Convert every line of the records below into a JSON array of strings, one string per line, skipping blank lines and leaving out the pictures.
★ ★ ★ ★ ★
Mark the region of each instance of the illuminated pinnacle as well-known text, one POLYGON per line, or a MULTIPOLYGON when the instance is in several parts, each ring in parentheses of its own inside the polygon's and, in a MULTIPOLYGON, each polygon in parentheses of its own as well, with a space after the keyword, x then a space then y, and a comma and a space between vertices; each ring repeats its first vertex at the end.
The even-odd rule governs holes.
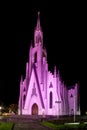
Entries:
POLYGON ((40 30, 40 12, 38 11, 37 30, 40 30))

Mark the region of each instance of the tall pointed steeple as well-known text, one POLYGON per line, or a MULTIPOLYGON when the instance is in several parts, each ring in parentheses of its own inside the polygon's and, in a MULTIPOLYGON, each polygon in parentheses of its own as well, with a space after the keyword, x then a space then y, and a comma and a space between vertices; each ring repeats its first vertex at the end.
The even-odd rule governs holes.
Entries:
POLYGON ((34 45, 43 46, 43 32, 42 32, 42 28, 40 25, 40 12, 38 12, 37 24, 36 24, 35 31, 34 31, 34 45))
POLYGON ((40 29, 41 29, 41 26, 40 26, 40 12, 38 12, 38 18, 37 18, 37 26, 36 26, 36 29, 37 29, 37 30, 40 30, 40 29))

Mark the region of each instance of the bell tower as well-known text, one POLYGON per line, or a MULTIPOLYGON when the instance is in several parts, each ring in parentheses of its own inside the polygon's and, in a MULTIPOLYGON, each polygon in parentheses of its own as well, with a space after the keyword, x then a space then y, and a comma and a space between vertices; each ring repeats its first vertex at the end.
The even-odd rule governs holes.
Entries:
POLYGON ((43 46, 43 32, 40 26, 40 12, 38 12, 37 25, 34 32, 34 46, 43 46))

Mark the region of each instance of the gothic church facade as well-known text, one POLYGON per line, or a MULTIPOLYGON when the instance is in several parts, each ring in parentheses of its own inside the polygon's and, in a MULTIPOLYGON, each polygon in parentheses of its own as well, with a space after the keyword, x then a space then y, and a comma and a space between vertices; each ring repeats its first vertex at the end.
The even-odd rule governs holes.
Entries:
POLYGON ((78 84, 72 88, 62 82, 59 71, 48 70, 47 52, 43 48, 43 32, 38 14, 31 44, 25 79, 21 77, 18 114, 22 115, 71 115, 80 114, 78 84))

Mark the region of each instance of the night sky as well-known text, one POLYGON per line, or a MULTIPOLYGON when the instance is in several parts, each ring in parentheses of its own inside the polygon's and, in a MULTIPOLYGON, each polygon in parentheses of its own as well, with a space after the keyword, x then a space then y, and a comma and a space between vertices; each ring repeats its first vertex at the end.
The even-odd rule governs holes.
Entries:
POLYGON ((0 16, 0 102, 18 103, 29 47, 40 11, 49 70, 60 70, 68 86, 80 85, 81 111, 87 110, 87 22, 85 3, 5 3, 0 16), (52 5, 51 5, 52 4, 52 5))

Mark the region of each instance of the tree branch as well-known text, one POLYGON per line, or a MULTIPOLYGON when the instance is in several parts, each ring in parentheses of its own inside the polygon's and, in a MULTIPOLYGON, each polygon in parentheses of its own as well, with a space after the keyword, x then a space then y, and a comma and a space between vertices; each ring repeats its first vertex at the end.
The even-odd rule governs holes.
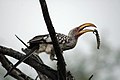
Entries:
MULTIPOLYGON (((8 55, 8 56, 11 56, 11 57, 18 59, 18 60, 20 60, 22 57, 25 56, 24 54, 22 54, 18 51, 15 51, 11 48, 6 48, 3 46, 0 46, 0 54, 8 55)), ((53 70, 52 68, 46 66, 45 64, 41 63, 40 61, 38 61, 37 58, 35 58, 34 56, 30 56, 24 62, 26 64, 30 65, 31 67, 33 67, 36 71, 39 71, 42 74, 48 76, 52 80, 57 79, 57 72, 55 70, 53 70)))
POLYGON ((51 21, 50 16, 49 16, 46 1, 39 0, 39 2, 41 4, 43 17, 44 17, 45 23, 47 25, 47 29, 49 31, 50 37, 52 39, 53 47, 54 47, 55 54, 56 54, 56 57, 58 60, 58 62, 57 62, 58 78, 59 78, 58 80, 66 80, 66 64, 65 64, 64 58, 62 56, 61 48, 60 48, 59 43, 58 43, 57 38, 56 38, 56 32, 54 30, 52 21, 51 21))
MULTIPOLYGON (((0 54, 0 62, 2 63, 2 66, 6 69, 9 70, 12 68, 13 64, 3 55, 0 54)), ((30 78, 29 76, 25 75, 23 72, 21 72, 19 69, 15 68, 10 75, 16 79, 19 80, 34 80, 30 78)))

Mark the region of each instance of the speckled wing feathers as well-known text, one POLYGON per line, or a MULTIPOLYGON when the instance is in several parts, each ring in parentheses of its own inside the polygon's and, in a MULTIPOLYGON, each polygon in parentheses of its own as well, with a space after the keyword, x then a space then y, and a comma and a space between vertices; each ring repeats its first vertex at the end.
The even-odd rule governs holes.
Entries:
MULTIPOLYGON (((61 34, 61 33, 56 33, 56 37, 58 39, 59 44, 64 44, 66 42, 69 41, 68 36, 61 34)), ((29 40, 28 43, 38 43, 38 44, 42 44, 42 43, 47 43, 47 44, 52 44, 51 38, 49 34, 46 35, 38 35, 35 36, 33 39, 29 40)))

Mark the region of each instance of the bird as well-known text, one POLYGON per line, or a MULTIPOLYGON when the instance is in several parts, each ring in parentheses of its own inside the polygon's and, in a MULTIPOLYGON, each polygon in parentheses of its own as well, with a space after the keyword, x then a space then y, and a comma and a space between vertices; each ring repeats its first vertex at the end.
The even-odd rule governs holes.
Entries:
MULTIPOLYGON (((97 28, 93 23, 84 23, 84 24, 82 24, 78 27, 75 27, 75 28, 71 29, 69 31, 68 35, 65 35, 65 34, 62 34, 62 33, 56 33, 56 37, 57 37, 57 40, 58 40, 58 43, 59 43, 59 46, 60 46, 61 50, 66 51, 66 50, 73 49, 76 46, 78 38, 81 35, 83 35, 84 33, 87 33, 87 32, 94 32, 94 30, 87 29, 86 27, 97 28)), ((21 39, 19 39, 19 40, 23 44, 25 44, 21 39)), ((17 67, 22 61, 27 59, 33 52, 35 52, 37 54, 45 52, 45 53, 50 55, 51 60, 56 60, 55 59, 54 47, 53 47, 52 40, 51 40, 51 37, 50 37, 49 34, 35 36, 32 39, 30 39, 28 41, 28 43, 29 43, 29 46, 27 46, 25 44, 25 46, 27 48, 22 49, 22 51, 26 53, 26 56, 24 58, 22 58, 21 60, 19 60, 12 67, 12 69, 10 69, 8 71, 8 73, 5 76, 7 76, 13 70, 13 68, 17 67), (35 48, 33 52, 29 53, 30 50, 33 49, 35 46, 37 46, 37 48, 35 48), (27 56, 27 52, 29 53, 28 56, 27 56)))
★ ★ ★ ★ ★
COMPLETED TASK.
[
  "Mark the region of each instance of the illuminated pinnacle as well-known text, one POLYGON per line, or a MULTIPOLYGON when the instance is in several parts, each ring in parentheses of its own inside the polygon's and, in a MULTIPOLYGON, each polygon in parentheses of its own as well, with a space after the keyword, x then a space then y, and a comma and a space between vertices; each ring repeats its first vertex at the end.",
  "The even-odd rule governs holes.",
  "Entries:",
  "POLYGON ((40 30, 40 12, 38 11, 37 30, 40 30))",
  "Mark the region of each instance of the tall pointed steeple as well-known text, one POLYGON per line, or a MULTIPOLYGON when the instance is in several parts, each ring in parentheses of its own inside the polygon's and, in a MULTIPOLYGON, each polygon in parentheses of its own as well, with a space after the keyword, x then a space then y, and a comma and a space between vertices; each ring repeats its first vertex at the end.",
  "The even-odd rule governs holes.",
  "Entries:",
  "POLYGON ((34 45, 43 46, 43 32, 42 32, 42 28, 40 25, 40 12, 38 12, 37 24, 36 24, 35 31, 34 31, 34 45))",
  "POLYGON ((40 29, 41 29, 41 26, 40 26, 40 12, 38 12, 38 18, 37 18, 37 26, 36 26, 36 29, 37 29, 37 30, 40 30, 40 29))",
  "Mark the region of each instance of the bell tower as well-known text, one POLYGON per line, or a MULTIPOLYGON when the instance is in several parts, each ring in parentheses of its own inside the polygon's and, in a MULTIPOLYGON, each polygon in parentheses of its own as well, with a space after the keyword, x then a space then y, and a comma and a space between vertices; each ring repeats its first vertex at the end.",
  "The even-odd rule governs holes.",
  "Entries:",
  "POLYGON ((43 46, 43 32, 40 26, 40 12, 38 12, 37 25, 34 32, 34 46, 43 46))",
  "Mark the region of each instance of the gothic church facade as well-known text, one POLYGON per line, or a MULTIPOLYGON when the instance is in several parts, each ring in parentheses of its own inside the polygon's and, in a MULTIPOLYGON, each polygon in parentheses of its own as well, with a space after the keyword, x then a space then y, and a comma and a space between vertices; each ring repeats its first vertex at the end.",
  "The even-odd rule governs holes.",
  "Entries:",
  "POLYGON ((78 84, 72 88, 62 82, 59 71, 48 70, 47 52, 43 48, 43 32, 38 14, 31 44, 25 79, 21 77, 18 114, 22 115, 71 115, 80 114, 78 84))",
  "Mark the region of each instance of the night sky as well-known text, one POLYGON per line, or a MULTIPOLYGON when the instance is in several parts, each ring in parentheses of its own inside the polygon's and, in a MULTIPOLYGON, each polygon in parentheses of its own as well, with a space after the keyword, x then a space then y, and a comma and a space between vertices; each ring repeats its first vertex at the end.",
  "The even-odd rule governs holes.",
  "Entries:",
  "POLYGON ((0 16, 0 102, 18 103, 29 47, 40 11, 49 70, 60 70, 68 86, 80 85, 81 111, 87 110, 87 22, 85 3, 5 3, 0 16), (52 5, 51 5, 52 4, 52 5))",
  "Mark the region of each instance of the tree branch as well-known text, one POLYGON per line, or a MULTIPOLYGON when the instance is in several parts, each ring in parentheses of its own inside the polygon's and, in a MULTIPOLYGON, each polygon in parentheses of its own as well, with a space after the keyword, x then a space then y, and a comma and a space between vertices; each ring repeats its first vertex at the end.",
  "The even-odd rule governs holes.",
  "Entries:",
  "MULTIPOLYGON (((8 55, 8 56, 11 56, 11 57, 18 59, 18 60, 20 60, 22 57, 25 56, 24 54, 22 54, 18 51, 15 51, 11 48, 6 48, 3 46, 0 46, 0 54, 8 55)), ((53 70, 52 68, 46 66, 45 64, 41 63, 40 61, 38 61, 37 58, 35 58, 34 56, 30 56, 24 62, 26 64, 30 65, 31 67, 33 67, 36 71, 39 71, 42 74, 48 76, 52 80, 57 79, 57 72, 55 70, 53 70)))",
  "POLYGON ((51 21, 50 16, 49 16, 46 1, 39 0, 39 2, 41 4, 43 17, 44 17, 45 23, 47 25, 47 29, 49 31, 50 37, 52 39, 53 47, 54 47, 55 54, 56 54, 56 57, 58 60, 58 62, 57 62, 58 78, 59 78, 58 80, 66 80, 66 64, 65 64, 64 58, 62 56, 61 48, 60 48, 59 43, 58 43, 57 38, 56 38, 56 32, 54 30, 52 21, 51 21))",
  "MULTIPOLYGON (((0 54, 0 62, 2 63, 2 66, 6 69, 9 70, 12 68, 13 64, 3 55, 0 54)), ((30 78, 29 76, 25 75, 23 72, 21 72, 19 69, 15 68, 10 75, 16 79, 19 80, 34 80, 30 78)))",
  "Mark the region of each instance of the speckled wing feathers as well-known text, one POLYGON per line, or a MULTIPOLYGON when the instance is in several parts, each ring in parentheses of its own inside the polygon's and, in a MULTIPOLYGON, each polygon in parentheses of its own as well, with a space after the keyword, x then a space then y, and a comma and a space between vertices; each ring repeats its first vertex at the end.",
  "The even-odd rule governs holes.",
  "Entries:",
  "MULTIPOLYGON (((61 34, 61 33, 56 33, 56 37, 58 39, 59 44, 64 44, 66 42, 69 41, 68 36, 61 34)), ((29 40, 28 43, 38 43, 38 44, 42 44, 42 43, 47 43, 47 44, 52 44, 51 38, 49 34, 46 35, 38 35, 35 36, 33 39, 29 40)))",
  "Mark the region of each instance of the bird as well-known text, one POLYGON per line, or a MULTIPOLYGON when the instance is in several parts, each ring in parentheses of its own inside the polygon's and, in a MULTIPOLYGON, each polygon in parentheses of its own as well, with a space after the keyword, x then a space then y, and a comma and a space between vertices; each ring repeats its first vertex at the end.",
  "The even-odd rule governs holes.",
  "Entries:",
  "MULTIPOLYGON (((97 28, 93 23, 84 23, 84 24, 82 24, 78 27, 75 27, 75 28, 71 29, 69 31, 68 35, 65 35, 65 34, 62 34, 62 33, 56 33, 56 37, 57 37, 57 40, 58 40, 58 43, 59 43, 59 46, 60 46, 61 50, 66 51, 66 50, 73 49, 76 46, 78 38, 81 35, 83 35, 84 33, 87 33, 87 32, 94 32, 94 30, 87 29, 86 27, 97 28)), ((21 39, 19 39, 19 40, 23 44, 25 44, 21 39)), ((17 67, 22 61, 27 59, 33 52, 35 52, 37 54, 45 52, 45 53, 50 55, 51 60, 56 60, 55 59, 54 47, 53 47, 52 40, 51 40, 51 37, 50 37, 49 34, 35 36, 32 39, 30 39, 28 41, 28 43, 29 43, 29 46, 27 46, 25 44, 25 46, 27 48, 22 49, 22 51, 26 53, 26 56, 24 58, 22 58, 21 60, 19 60, 12 67, 12 69, 10 69, 8 71, 8 73, 5 76, 7 76, 13 70, 13 68, 17 67), (35 48, 33 52, 29 53, 30 50, 33 49, 35 46, 37 46, 37 48, 35 48), (27 56, 27 52, 29 53, 28 56, 27 56)))"
]